Texto fornecido -
AVISO: Este artigo contém spoilers.

Nos últimos tempos, as produções espanholas da Netflix têm tido um grande destaque no catálogo da plataforma e “Las Chicas del Cable” não é exceção. Embora seja uma série que retrata os anos 20, são discutidos temas bastante atuais como a homossexualidade, o aborto, a violência doméstica e o feminismo.

Tudo começa em Madrid, em 1928, no momento em que as telecomunicações atingiam picos no seu desenvolvimento e eram necessárias milhares de telefonistas para estabelecer as ligações que se cruzavam por todo o mundo. Lídia, Ángeles, Carlota, Marga e Sara são as principais telefonistas e personagens desta história, acabam por se tornar amigas e, juntas, procuram uma vida melhor, mostrando-nos a sua evolução individual e conjunta, ao longo da série.

Todas possuem personalidades distintas e a série retrata cada uma delas com particularidades únicas:

LÍDIA (Blanca Suárez)

Fonte: YouTube

Lídia é a personagem que narra toda a série. É uma mulher extremamente independente e ferozmente sedutora, algo que, na sua época, era incomum de se fazer transparecer voluntariamente.

Instruções das tarefas -
a: Segundo o texto sobre a série “Las Chicas del Cable”, em que cidade e em que ano começa a história?
b: Dê continuidade ao texto sobre a série “Las Chicas del Cable” a partir da última frase apresentada.

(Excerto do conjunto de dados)

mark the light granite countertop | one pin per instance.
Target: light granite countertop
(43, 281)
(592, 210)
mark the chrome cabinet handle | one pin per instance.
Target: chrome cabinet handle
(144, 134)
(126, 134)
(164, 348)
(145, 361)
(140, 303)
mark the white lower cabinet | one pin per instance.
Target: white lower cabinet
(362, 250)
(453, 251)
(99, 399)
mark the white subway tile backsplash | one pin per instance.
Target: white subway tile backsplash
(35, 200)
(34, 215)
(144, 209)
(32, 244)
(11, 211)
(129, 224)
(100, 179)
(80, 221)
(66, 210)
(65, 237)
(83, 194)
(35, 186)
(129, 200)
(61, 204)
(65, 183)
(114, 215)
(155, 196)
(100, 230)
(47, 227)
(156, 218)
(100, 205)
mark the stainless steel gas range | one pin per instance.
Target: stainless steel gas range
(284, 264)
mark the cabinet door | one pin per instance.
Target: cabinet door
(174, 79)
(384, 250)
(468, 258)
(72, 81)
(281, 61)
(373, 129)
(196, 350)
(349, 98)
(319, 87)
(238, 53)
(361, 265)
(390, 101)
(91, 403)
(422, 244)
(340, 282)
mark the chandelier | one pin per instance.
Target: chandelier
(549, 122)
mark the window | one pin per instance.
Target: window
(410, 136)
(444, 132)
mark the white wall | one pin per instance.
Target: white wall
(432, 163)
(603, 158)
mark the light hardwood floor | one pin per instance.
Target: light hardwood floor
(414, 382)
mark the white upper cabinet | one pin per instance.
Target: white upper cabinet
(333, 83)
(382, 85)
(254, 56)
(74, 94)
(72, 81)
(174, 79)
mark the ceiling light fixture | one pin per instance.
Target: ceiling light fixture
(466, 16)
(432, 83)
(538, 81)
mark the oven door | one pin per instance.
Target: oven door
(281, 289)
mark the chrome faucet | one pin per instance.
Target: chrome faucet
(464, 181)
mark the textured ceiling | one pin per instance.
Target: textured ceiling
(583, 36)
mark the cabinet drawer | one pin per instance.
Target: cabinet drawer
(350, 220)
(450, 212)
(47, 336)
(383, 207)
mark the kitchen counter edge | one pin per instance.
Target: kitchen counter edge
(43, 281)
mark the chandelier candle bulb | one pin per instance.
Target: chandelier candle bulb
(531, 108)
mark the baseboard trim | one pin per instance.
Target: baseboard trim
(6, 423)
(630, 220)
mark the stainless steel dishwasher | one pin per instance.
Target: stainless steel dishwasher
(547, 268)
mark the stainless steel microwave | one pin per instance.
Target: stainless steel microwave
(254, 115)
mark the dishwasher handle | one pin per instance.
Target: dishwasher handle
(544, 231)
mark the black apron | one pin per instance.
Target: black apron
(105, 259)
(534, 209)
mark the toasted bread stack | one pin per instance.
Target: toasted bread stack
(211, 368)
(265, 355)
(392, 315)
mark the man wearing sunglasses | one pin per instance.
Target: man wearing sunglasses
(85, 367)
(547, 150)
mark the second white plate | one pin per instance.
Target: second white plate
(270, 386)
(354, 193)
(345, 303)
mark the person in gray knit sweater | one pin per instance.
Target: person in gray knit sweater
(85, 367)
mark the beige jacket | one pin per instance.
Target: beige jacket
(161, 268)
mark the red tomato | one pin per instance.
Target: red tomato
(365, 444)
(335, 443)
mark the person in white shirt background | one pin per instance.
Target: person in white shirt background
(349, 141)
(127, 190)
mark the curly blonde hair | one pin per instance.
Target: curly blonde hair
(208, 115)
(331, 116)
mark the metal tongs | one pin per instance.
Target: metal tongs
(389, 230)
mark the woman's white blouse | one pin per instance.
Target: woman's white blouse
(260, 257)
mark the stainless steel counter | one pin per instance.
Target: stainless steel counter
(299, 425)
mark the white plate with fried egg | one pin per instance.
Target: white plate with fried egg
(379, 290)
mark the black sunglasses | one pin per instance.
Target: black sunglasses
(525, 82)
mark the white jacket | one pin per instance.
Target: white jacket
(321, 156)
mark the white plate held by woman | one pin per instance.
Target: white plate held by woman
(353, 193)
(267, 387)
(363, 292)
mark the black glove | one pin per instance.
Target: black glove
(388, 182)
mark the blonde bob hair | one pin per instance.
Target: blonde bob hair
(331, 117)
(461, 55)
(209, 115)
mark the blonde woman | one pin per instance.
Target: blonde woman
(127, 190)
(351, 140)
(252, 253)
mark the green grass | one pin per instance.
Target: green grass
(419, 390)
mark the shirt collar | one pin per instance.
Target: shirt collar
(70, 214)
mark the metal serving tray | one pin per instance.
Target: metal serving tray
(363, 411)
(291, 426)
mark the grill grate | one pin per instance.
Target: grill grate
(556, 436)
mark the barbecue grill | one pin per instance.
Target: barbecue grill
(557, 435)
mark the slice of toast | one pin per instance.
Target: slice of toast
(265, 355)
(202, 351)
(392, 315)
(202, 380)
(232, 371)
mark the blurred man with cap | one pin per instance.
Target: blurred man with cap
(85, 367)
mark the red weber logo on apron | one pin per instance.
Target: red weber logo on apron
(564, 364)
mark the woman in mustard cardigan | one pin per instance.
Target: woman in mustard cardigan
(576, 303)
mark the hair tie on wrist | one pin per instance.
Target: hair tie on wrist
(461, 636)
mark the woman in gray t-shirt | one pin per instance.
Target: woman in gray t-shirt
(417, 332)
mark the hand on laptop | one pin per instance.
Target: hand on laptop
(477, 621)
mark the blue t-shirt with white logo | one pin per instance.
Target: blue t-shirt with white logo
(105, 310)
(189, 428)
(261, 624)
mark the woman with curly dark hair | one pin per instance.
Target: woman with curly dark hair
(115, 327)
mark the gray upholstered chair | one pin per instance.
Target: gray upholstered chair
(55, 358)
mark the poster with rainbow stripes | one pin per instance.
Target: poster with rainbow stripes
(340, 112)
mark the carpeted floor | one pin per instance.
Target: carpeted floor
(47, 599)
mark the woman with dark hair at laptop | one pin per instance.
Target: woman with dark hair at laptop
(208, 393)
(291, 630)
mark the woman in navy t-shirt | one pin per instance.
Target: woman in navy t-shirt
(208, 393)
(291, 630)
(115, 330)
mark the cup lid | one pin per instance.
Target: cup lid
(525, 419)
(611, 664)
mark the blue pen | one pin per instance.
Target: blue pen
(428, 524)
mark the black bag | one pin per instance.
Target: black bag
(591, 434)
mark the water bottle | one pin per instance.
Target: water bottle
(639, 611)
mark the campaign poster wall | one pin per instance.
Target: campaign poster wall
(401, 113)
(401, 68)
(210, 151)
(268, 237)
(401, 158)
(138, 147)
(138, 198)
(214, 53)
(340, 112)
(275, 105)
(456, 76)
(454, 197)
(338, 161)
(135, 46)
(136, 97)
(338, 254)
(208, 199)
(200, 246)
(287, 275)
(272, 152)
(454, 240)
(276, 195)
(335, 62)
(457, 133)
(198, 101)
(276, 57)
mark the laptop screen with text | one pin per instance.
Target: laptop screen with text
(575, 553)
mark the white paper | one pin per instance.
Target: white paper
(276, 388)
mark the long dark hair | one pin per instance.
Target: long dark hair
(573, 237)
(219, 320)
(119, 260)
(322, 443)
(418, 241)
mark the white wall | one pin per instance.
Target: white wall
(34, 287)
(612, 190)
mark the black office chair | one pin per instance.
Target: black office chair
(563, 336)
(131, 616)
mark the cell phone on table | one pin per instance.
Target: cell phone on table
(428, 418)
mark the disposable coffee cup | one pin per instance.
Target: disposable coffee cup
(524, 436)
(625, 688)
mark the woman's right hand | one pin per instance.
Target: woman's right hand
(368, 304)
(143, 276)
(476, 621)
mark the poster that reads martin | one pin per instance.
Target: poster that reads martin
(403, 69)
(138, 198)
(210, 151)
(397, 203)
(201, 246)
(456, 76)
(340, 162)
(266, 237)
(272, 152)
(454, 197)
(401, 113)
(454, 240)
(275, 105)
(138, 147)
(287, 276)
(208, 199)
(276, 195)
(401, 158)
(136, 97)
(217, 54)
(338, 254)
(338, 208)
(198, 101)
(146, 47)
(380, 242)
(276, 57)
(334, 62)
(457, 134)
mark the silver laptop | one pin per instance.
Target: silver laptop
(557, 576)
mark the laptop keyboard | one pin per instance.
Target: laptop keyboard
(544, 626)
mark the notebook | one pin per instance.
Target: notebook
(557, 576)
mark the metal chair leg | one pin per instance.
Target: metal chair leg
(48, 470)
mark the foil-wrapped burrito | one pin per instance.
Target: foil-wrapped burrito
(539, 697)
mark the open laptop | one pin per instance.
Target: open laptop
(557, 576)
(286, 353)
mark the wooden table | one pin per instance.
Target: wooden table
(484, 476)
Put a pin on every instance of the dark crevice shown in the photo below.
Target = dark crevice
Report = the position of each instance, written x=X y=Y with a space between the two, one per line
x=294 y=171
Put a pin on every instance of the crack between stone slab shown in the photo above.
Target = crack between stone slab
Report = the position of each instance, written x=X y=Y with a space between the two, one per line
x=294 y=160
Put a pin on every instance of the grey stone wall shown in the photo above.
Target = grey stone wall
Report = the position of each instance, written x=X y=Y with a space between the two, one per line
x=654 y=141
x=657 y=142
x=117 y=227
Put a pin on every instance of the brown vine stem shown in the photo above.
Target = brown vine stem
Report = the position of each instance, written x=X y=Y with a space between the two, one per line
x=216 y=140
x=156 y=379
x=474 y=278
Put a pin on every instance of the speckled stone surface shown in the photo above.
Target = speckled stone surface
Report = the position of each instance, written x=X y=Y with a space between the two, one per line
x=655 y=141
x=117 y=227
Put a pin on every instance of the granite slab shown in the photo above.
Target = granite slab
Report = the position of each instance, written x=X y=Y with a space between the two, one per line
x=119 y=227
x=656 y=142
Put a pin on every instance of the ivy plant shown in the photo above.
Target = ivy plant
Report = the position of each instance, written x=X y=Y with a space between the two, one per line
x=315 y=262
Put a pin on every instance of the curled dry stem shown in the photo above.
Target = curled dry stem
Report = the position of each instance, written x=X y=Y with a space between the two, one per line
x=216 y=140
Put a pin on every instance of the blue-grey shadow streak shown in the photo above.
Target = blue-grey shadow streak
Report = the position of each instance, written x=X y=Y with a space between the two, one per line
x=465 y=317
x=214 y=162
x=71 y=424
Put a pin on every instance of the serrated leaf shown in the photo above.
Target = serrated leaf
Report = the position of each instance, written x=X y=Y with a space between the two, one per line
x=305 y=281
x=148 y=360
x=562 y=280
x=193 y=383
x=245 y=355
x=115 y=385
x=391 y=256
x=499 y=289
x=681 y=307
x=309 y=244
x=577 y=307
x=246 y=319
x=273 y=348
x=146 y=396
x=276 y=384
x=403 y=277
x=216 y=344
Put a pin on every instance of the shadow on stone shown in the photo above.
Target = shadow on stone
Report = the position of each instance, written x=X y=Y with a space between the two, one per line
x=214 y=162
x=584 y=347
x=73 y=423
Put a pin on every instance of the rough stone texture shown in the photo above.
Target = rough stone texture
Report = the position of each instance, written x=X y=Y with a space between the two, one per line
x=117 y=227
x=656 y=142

Respostas esperadas -
a: A história começa em Madrid, em 1928.

b:
Determinada e sempre no limiar entre a razão e a emoção, tem uma vida completamente fora dos padrões estabelecidos para as mulheres do seu tempo, tendo dedicado toda a sua vida à causa feminista e à libertação da mulher das garras do machismo. Ao longo das temporadas, Lídia tem de enfrentar dilemas que envolvem as suas relações amorosas, inicialmente com Francisco Gómez, mas, posteriormente, com foco na que desenvolve com Carlos Cifuentes. Consequentemente, ganha como inimiga Doña Carmen, a sua sogra, que se opõe a esta união, devido ao facto de Lídia pertencer a uma classe social inferior à do seu filho (a protagonista era uma das empregadas que trabalhavam na Companhia de Telecomunicações da família Cifuentes). Quando descobre que está grávida, Lídia entra em pânico pelo facto de saber que a sua filha não será aceite pela família Cifuentes, já que a maquiavélica Carmen de tudo fará para impedir o nascimento da sua neta, incluindo chantagear Lídia para esta abortar.

Durante todo o enredo, esta personagem vai progredindo na sua carreira como telefonista, tendo que se adaptar aos novos desafios que originam a sua nova posição dentro da companhia telefónica e na família Cifuentes, como um novo elemento da mesma, enquanto os seus inimigos planeiam variadas formas de a derrubar.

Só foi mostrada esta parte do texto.